### EXERCISE DESCRIPTION
Count the lines in the listing below that contain the string "penguin", treating uppercase and lowercase as different, and reply with the number alone.

### TASK DATA
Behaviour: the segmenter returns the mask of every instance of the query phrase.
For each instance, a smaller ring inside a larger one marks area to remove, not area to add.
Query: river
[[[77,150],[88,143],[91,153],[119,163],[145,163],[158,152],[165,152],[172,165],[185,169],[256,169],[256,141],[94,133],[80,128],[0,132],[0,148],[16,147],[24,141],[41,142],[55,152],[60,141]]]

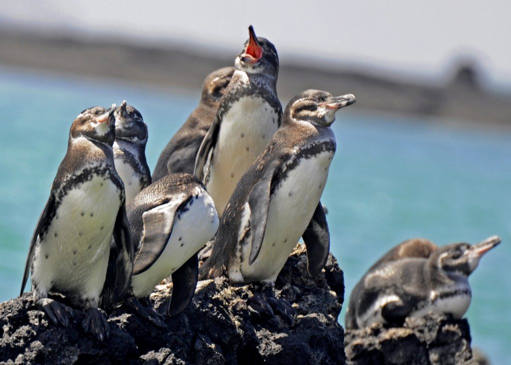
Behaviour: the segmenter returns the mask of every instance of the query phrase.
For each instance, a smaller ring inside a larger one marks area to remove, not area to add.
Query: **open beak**
[[[356,101],[357,100],[355,98],[355,95],[352,94],[347,94],[345,95],[332,97],[329,98],[325,102],[325,106],[327,109],[337,110],[345,106],[351,105],[355,103]]]
[[[98,123],[105,123],[110,120],[113,115],[113,112],[115,111],[115,104],[112,104],[110,109],[108,109],[104,113],[96,118]]]
[[[258,41],[253,27],[252,26],[248,27],[248,44],[245,50],[245,52],[240,57],[247,63],[253,64],[263,57],[263,48]]]

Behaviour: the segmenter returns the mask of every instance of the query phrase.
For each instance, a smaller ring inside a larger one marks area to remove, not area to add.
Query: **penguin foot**
[[[169,328],[164,322],[165,316],[153,309],[146,308],[141,304],[140,302],[134,296],[131,296],[124,301],[126,305],[133,310],[136,314],[147,321],[150,323],[159,327],[164,330]]]
[[[92,334],[100,342],[110,337],[110,325],[105,313],[98,308],[93,308],[85,311],[82,327],[86,333]]]
[[[248,309],[261,321],[273,319],[275,314],[281,317],[288,326],[294,322],[295,310],[291,303],[284,299],[277,299],[271,287],[266,287],[263,292],[256,293],[247,301]]]
[[[69,326],[69,317],[73,314],[73,309],[65,304],[50,298],[42,298],[36,302],[36,305],[43,310],[55,324]]]

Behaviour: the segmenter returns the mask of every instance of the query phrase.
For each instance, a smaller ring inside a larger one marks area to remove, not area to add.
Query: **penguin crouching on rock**
[[[175,172],[193,173],[200,144],[213,123],[234,73],[234,67],[224,67],[206,77],[199,106],[161,151],[153,172],[153,181]]]
[[[215,200],[219,216],[236,184],[281,124],[277,97],[278,56],[275,46],[249,28],[236,71],[197,153],[194,174]]]
[[[289,304],[278,305],[272,288],[300,236],[311,275],[324,266],[330,234],[319,198],[336,149],[330,126],[336,111],[355,102],[351,94],[308,90],[289,102],[282,126],[229,200],[200,280],[225,275],[233,285],[262,283],[252,308],[269,311],[269,302],[290,316]]]
[[[401,326],[406,317],[429,312],[461,318],[472,298],[469,276],[483,255],[500,243],[494,236],[475,245],[439,247],[427,257],[405,257],[374,266],[352,292],[346,328],[375,323]]]
[[[164,309],[175,315],[190,303],[198,273],[197,253],[218,227],[215,203],[202,184],[190,174],[164,176],[133,199],[128,217],[135,258],[128,306],[154,324],[165,328],[161,316],[137,299],[149,296],[169,275],[172,295]]]
[[[146,161],[147,126],[142,115],[124,100],[115,109],[115,141],[113,158],[117,173],[124,183],[126,206],[135,195],[151,184]]]
[[[124,188],[112,149],[114,109],[114,104],[86,109],[73,122],[30,242],[21,290],[31,271],[36,305],[55,324],[67,326],[72,310],[49,297],[50,292],[64,294],[85,310],[84,330],[101,341],[110,331],[98,309],[102,291],[108,293],[109,303],[124,298],[133,267]],[[113,280],[106,280],[107,267]]]

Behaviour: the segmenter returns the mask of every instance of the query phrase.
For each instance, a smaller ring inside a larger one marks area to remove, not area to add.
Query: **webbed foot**
[[[247,301],[248,309],[259,320],[274,319],[275,314],[281,317],[289,325],[294,322],[295,310],[291,304],[284,299],[277,299],[273,287],[265,285],[260,293],[255,293]]]
[[[136,314],[157,327],[168,330],[167,325],[164,322],[165,317],[153,309],[146,308],[142,305],[134,296],[131,296],[125,300],[124,303],[132,309]]]
[[[98,308],[85,310],[85,317],[82,321],[82,327],[86,333],[92,334],[101,342],[110,337],[110,325],[106,316]]]
[[[66,327],[69,326],[69,317],[73,315],[71,307],[50,298],[39,299],[36,302],[36,305],[43,310],[55,324],[60,323]]]

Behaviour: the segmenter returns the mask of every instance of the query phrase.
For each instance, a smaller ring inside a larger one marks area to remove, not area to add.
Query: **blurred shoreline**
[[[183,45],[144,45],[126,40],[85,40],[0,31],[0,65],[81,77],[118,79],[158,88],[196,92],[206,75],[233,63],[226,51],[199,54]],[[467,124],[511,126],[511,94],[486,89],[470,64],[460,64],[443,84],[337,68],[333,62],[281,59],[277,91],[283,104],[307,88],[355,95],[357,109],[420,116]]]

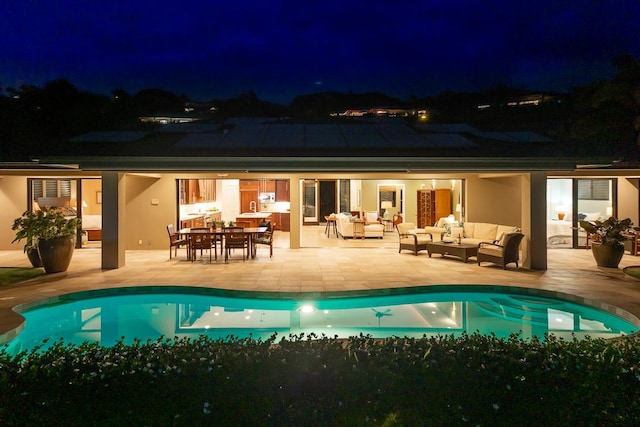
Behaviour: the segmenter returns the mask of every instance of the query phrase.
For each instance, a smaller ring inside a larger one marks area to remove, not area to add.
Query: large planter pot
[[[73,256],[73,237],[58,237],[38,242],[38,253],[45,273],[67,271]]]
[[[32,247],[27,249],[27,258],[29,258],[29,262],[34,267],[42,267],[42,260],[40,259],[40,254],[38,253],[38,248]]]
[[[599,267],[618,268],[622,255],[624,255],[624,246],[592,243],[591,252]]]

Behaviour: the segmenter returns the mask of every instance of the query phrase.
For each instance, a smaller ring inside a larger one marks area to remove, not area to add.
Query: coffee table
[[[445,242],[430,242],[427,243],[427,251],[429,252],[429,258],[431,254],[452,255],[458,258],[462,258],[464,262],[467,262],[469,257],[478,256],[478,245],[472,245],[469,243],[445,243]]]

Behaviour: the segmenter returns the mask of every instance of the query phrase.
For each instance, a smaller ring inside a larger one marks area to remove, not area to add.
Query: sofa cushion
[[[473,237],[473,233],[476,229],[476,223],[475,222],[465,222],[463,225],[464,227],[464,235],[465,237]]]
[[[368,223],[378,222],[378,212],[367,211],[364,213],[364,220]]]

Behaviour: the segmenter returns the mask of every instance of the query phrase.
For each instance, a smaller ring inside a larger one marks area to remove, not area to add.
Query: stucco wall
[[[618,218],[631,218],[635,226],[640,225],[638,212],[638,178],[618,179]]]
[[[27,209],[27,178],[4,176],[0,178],[0,249],[22,249],[24,241],[11,244],[15,232],[11,230],[13,220]]]
[[[176,177],[126,177],[126,249],[168,248],[167,224],[176,221]],[[157,199],[158,204],[152,204]],[[139,242],[142,241],[142,244]]]

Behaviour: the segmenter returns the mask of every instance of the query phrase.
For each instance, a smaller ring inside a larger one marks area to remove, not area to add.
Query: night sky
[[[254,91],[408,99],[497,85],[568,91],[640,57],[638,0],[20,0],[0,12],[0,87],[67,78],[194,100]]]

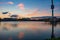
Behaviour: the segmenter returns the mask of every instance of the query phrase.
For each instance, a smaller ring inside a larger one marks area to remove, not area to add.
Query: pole
[[[53,0],[51,0],[51,9],[52,9],[52,35],[51,35],[51,39],[54,38],[54,4],[53,4]]]

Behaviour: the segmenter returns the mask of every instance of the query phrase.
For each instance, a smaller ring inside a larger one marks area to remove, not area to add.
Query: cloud
[[[3,4],[3,2],[0,2],[0,4]]]
[[[14,2],[10,1],[10,2],[0,2],[0,4],[14,4]]]
[[[28,17],[32,16],[51,16],[51,13],[47,12],[46,10],[44,11],[39,11],[38,9],[35,9],[32,13],[27,14]]]
[[[14,4],[13,2],[7,2],[7,4]]]
[[[18,7],[19,7],[21,10],[24,10],[24,9],[25,9],[23,3],[18,4]]]

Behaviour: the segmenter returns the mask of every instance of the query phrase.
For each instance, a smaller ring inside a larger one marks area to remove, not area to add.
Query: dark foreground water
[[[0,22],[0,40],[45,40],[51,38],[49,22]],[[60,37],[60,23],[54,27],[55,37]]]

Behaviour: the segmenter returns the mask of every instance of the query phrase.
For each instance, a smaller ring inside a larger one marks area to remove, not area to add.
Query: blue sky
[[[18,6],[20,4],[22,4],[22,7]],[[60,0],[54,0],[54,5],[55,5],[54,13],[56,13],[57,15],[60,14]],[[50,6],[51,0],[0,0],[0,12],[8,11],[13,12],[13,14],[20,13],[32,15],[33,10],[40,13],[43,13],[45,11],[51,13]]]

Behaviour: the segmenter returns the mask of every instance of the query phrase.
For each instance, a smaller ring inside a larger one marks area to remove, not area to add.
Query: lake
[[[0,40],[45,40],[51,35],[52,25],[49,22],[0,22]],[[60,37],[60,23],[54,26],[54,36]]]

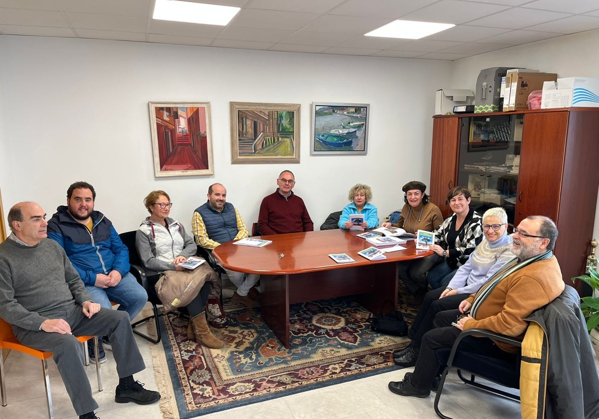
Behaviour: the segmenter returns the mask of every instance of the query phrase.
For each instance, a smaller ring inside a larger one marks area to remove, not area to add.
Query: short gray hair
[[[547,250],[553,250],[555,246],[555,241],[558,239],[558,227],[553,220],[544,215],[530,215],[527,217],[526,219],[540,220],[541,227],[539,229],[539,235],[543,238],[549,239],[549,244],[547,245]]]
[[[501,207],[495,207],[485,211],[483,214],[483,221],[487,217],[497,217],[501,220],[501,224],[507,224],[507,214],[506,210]]]

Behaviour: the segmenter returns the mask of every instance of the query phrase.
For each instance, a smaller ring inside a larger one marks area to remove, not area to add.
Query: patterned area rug
[[[161,320],[165,367],[156,364],[157,354],[153,360],[165,419],[197,417],[397,369],[392,353],[408,341],[371,332],[371,314],[351,297],[292,305],[289,350],[262,321],[259,308],[225,310],[230,325],[212,329],[226,344],[221,350],[188,340],[187,320],[176,314]]]

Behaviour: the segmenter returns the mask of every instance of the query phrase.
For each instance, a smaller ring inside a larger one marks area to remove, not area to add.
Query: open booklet
[[[241,244],[243,246],[252,246],[253,247],[262,247],[272,242],[272,240],[262,240],[262,239],[252,239],[246,237],[244,239],[234,242],[233,244]]]
[[[387,259],[383,251],[376,247],[368,247],[358,252],[358,254],[370,260],[379,260],[380,259]]]
[[[346,253],[331,253],[329,255],[331,258],[337,263],[349,263],[356,262],[350,257]]]
[[[377,247],[384,247],[385,246],[395,246],[396,244],[403,244],[406,241],[397,237],[371,237],[366,239],[370,244],[374,244]]]
[[[358,230],[364,231],[364,227],[360,224],[364,222],[364,214],[349,214],[349,220],[353,224],[350,230]]]
[[[435,242],[435,233],[425,230],[419,230],[416,238],[416,248],[426,249]]]
[[[379,227],[374,229],[373,232],[377,234],[382,234],[386,236],[401,237],[403,239],[414,238],[416,235],[413,233],[408,233],[403,229],[398,227]]]
[[[205,262],[206,261],[199,257],[189,256],[187,260],[180,263],[177,263],[177,265],[179,266],[183,266],[186,269],[195,269]]]

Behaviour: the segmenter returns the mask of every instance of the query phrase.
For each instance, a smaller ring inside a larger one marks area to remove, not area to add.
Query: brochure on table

### ANSWER TO THE EXERCISE
2